**Exercise prompt**
Can you collect every line of the data below that contains the string "sleeve", counting only matches with the same upper- and lowercase letters?
Start Records shown
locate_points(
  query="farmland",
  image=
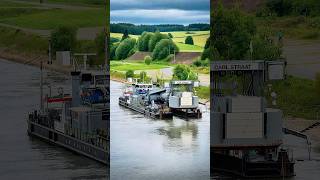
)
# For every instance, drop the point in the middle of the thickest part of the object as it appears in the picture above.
(51, 18)
(199, 38)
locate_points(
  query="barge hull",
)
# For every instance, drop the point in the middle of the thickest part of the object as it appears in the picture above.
(240, 168)
(145, 112)
(57, 138)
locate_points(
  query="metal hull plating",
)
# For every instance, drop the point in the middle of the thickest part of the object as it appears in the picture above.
(73, 144)
(145, 112)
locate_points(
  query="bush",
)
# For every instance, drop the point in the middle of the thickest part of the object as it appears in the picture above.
(129, 74)
(143, 41)
(197, 63)
(164, 48)
(100, 42)
(63, 38)
(147, 60)
(189, 40)
(113, 49)
(125, 48)
(143, 76)
(157, 37)
(317, 84)
(183, 72)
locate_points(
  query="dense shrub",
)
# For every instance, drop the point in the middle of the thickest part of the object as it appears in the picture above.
(129, 74)
(157, 37)
(124, 49)
(143, 76)
(189, 40)
(100, 41)
(63, 38)
(143, 41)
(113, 49)
(164, 48)
(147, 60)
(183, 72)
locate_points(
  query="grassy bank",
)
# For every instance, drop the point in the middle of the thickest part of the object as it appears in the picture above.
(19, 41)
(199, 38)
(293, 27)
(297, 97)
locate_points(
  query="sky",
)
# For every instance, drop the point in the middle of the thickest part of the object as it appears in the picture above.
(160, 11)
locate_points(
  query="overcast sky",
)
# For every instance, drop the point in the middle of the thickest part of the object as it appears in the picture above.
(160, 11)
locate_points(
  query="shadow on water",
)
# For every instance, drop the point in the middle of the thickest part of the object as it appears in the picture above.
(144, 148)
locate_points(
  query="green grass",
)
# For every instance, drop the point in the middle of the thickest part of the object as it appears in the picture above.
(51, 19)
(16, 12)
(199, 38)
(6, 4)
(125, 66)
(189, 48)
(119, 35)
(296, 27)
(297, 97)
(21, 42)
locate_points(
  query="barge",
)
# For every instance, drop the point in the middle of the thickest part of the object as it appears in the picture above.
(246, 134)
(175, 99)
(78, 122)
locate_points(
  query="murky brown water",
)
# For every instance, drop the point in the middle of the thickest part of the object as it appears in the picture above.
(144, 149)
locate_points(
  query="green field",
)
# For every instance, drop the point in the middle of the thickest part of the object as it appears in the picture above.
(199, 38)
(125, 66)
(9, 4)
(22, 42)
(51, 19)
(119, 35)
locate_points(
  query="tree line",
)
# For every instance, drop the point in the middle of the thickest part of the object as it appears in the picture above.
(139, 29)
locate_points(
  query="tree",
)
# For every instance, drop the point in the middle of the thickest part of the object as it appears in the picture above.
(143, 76)
(183, 72)
(100, 41)
(147, 60)
(143, 41)
(124, 48)
(113, 49)
(157, 37)
(63, 38)
(189, 40)
(125, 35)
(129, 74)
(164, 48)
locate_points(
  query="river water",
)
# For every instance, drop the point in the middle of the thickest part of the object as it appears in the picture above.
(145, 149)
(23, 157)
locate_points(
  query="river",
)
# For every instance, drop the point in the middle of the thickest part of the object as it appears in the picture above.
(23, 157)
(144, 148)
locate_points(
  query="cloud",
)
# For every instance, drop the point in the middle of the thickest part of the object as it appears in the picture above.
(160, 16)
(196, 5)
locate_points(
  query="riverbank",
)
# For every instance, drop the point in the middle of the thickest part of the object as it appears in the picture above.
(33, 60)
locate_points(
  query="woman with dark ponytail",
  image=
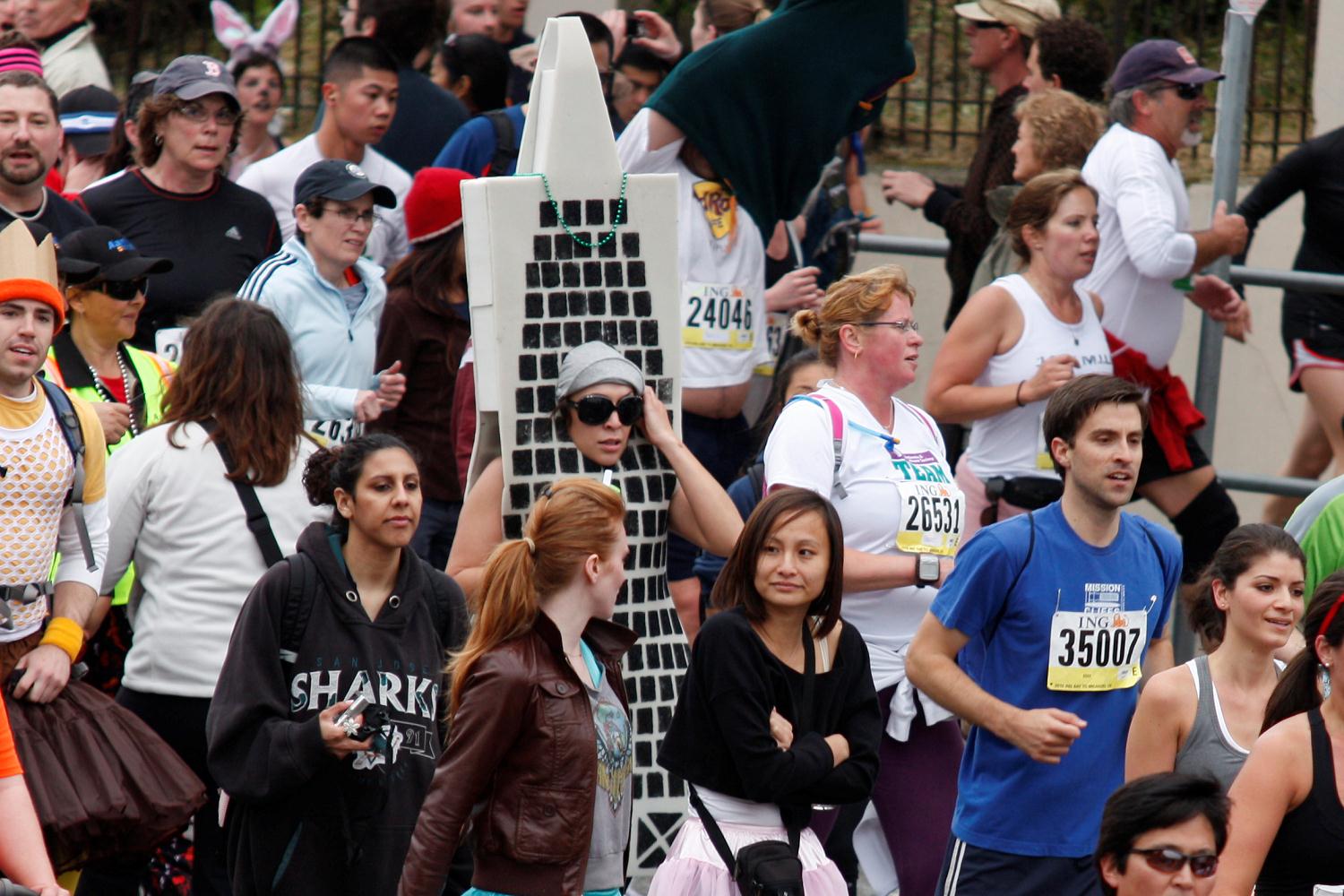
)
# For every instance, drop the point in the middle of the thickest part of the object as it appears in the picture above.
(325, 723)
(1202, 718)
(1288, 820)
(539, 720)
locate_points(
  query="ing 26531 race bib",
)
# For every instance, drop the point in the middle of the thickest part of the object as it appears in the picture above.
(717, 316)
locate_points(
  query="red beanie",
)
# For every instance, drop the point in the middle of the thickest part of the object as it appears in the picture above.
(435, 204)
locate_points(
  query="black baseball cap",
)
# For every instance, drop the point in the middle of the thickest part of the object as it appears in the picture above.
(1159, 59)
(88, 116)
(196, 77)
(113, 255)
(341, 180)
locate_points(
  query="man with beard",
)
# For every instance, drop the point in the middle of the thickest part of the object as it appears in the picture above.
(30, 142)
(1038, 638)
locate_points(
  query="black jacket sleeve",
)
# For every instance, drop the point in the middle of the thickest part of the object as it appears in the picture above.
(860, 723)
(257, 751)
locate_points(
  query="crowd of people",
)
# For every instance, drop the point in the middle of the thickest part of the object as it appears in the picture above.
(257, 634)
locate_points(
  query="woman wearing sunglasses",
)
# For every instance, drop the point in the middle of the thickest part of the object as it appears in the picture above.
(882, 463)
(93, 359)
(604, 397)
(1288, 818)
(1015, 343)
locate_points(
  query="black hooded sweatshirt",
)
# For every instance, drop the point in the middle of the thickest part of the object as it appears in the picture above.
(300, 821)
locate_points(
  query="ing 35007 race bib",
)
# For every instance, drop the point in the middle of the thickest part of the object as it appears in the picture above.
(717, 316)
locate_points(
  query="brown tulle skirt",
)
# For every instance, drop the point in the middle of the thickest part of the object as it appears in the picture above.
(102, 782)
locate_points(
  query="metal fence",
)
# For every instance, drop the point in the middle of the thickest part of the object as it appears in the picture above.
(943, 109)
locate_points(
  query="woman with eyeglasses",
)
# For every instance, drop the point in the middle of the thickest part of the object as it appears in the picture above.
(1015, 343)
(1288, 818)
(331, 298)
(604, 397)
(881, 461)
(179, 204)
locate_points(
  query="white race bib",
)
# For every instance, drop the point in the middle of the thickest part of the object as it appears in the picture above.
(1097, 650)
(717, 316)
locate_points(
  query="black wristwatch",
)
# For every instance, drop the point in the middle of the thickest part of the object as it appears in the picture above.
(927, 570)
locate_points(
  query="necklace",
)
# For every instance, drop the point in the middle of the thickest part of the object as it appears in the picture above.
(105, 394)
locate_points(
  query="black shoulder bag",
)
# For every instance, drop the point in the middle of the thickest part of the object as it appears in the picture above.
(771, 866)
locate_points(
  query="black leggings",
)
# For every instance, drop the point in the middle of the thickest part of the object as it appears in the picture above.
(182, 723)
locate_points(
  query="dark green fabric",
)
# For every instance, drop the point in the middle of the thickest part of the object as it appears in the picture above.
(768, 104)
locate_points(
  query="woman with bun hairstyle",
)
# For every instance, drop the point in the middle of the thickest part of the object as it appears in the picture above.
(1202, 718)
(1288, 820)
(539, 726)
(317, 804)
(881, 461)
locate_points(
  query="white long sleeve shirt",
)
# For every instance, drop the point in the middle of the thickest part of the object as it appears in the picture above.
(1144, 215)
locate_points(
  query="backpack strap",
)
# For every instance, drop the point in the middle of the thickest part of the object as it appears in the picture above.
(298, 607)
(505, 152)
(257, 520)
(69, 422)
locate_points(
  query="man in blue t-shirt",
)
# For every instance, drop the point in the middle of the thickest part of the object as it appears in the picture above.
(1053, 616)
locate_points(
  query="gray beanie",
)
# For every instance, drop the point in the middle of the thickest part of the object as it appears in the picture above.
(593, 363)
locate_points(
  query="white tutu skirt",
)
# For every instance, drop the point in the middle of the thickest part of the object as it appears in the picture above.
(694, 866)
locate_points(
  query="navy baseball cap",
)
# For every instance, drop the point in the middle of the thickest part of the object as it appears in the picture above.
(1159, 61)
(340, 180)
(196, 77)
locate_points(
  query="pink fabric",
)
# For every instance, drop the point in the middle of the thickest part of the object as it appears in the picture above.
(976, 498)
(694, 866)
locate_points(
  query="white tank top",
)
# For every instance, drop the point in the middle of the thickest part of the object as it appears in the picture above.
(1011, 444)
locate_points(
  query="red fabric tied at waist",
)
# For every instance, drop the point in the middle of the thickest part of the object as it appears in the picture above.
(1171, 414)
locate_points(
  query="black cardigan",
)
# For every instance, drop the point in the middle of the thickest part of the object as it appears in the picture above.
(720, 734)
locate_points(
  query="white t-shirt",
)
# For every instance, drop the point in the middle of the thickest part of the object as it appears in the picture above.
(1144, 217)
(722, 269)
(175, 514)
(876, 481)
(274, 179)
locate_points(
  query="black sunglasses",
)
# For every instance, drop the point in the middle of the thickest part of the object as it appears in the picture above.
(124, 290)
(1169, 861)
(596, 410)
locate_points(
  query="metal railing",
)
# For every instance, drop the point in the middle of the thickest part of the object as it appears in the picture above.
(1316, 282)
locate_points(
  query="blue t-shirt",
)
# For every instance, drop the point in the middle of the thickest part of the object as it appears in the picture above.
(1005, 801)
(473, 145)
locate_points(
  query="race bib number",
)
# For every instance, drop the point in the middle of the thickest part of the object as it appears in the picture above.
(932, 517)
(1097, 650)
(335, 432)
(717, 316)
(720, 207)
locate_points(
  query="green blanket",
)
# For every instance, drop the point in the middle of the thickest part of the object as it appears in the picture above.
(768, 104)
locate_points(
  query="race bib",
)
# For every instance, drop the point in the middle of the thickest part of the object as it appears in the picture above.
(717, 316)
(1097, 650)
(335, 432)
(720, 207)
(932, 517)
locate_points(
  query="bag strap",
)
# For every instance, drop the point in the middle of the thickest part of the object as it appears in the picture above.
(69, 422)
(257, 520)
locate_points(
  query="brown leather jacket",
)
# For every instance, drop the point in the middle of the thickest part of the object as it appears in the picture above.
(523, 745)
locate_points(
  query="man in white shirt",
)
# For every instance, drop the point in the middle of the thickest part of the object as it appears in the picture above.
(1148, 263)
(359, 91)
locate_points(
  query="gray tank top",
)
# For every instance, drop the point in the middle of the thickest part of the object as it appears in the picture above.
(1210, 748)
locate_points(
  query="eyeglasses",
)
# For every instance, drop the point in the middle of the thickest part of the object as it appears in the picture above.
(596, 410)
(905, 327)
(124, 290)
(1169, 861)
(1185, 91)
(352, 217)
(198, 115)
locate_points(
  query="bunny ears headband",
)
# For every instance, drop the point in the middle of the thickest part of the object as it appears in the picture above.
(242, 40)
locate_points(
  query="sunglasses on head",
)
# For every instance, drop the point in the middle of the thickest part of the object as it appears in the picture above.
(1169, 861)
(124, 289)
(596, 410)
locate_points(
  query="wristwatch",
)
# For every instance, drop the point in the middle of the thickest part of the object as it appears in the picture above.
(927, 570)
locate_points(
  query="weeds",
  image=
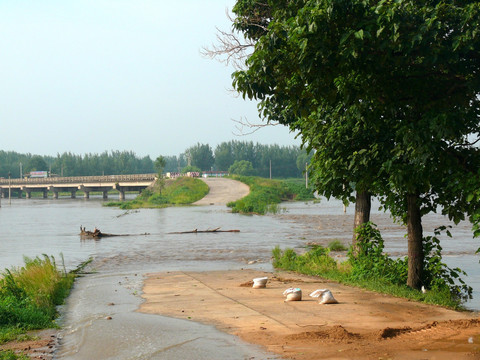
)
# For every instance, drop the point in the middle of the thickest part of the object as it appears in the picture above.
(264, 195)
(11, 355)
(336, 245)
(181, 191)
(29, 296)
(372, 269)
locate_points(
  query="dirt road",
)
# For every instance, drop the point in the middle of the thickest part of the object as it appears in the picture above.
(222, 191)
(364, 325)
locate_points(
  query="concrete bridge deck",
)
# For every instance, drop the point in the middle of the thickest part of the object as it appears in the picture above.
(87, 184)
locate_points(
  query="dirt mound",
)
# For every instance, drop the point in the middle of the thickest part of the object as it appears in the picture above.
(335, 333)
(389, 333)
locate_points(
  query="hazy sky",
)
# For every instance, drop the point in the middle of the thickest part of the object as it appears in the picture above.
(87, 76)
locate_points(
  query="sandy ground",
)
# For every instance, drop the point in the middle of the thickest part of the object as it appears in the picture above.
(363, 325)
(222, 191)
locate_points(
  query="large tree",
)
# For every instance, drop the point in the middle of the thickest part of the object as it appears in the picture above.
(386, 93)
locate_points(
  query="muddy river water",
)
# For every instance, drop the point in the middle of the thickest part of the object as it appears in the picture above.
(100, 321)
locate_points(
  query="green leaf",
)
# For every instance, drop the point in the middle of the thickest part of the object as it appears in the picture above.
(359, 34)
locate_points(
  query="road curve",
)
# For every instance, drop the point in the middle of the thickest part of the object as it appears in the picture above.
(222, 191)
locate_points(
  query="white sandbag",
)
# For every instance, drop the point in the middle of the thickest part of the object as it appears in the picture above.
(260, 282)
(293, 294)
(324, 296)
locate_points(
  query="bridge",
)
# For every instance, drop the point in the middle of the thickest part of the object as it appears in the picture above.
(86, 184)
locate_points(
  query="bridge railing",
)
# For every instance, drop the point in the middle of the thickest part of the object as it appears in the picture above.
(80, 179)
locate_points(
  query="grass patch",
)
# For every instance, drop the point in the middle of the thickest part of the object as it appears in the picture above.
(11, 355)
(263, 194)
(374, 270)
(297, 187)
(336, 245)
(29, 296)
(181, 191)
End Records shown
**Written answer**
  query="black jacket sleeve",
  query="white long sleeve shirt",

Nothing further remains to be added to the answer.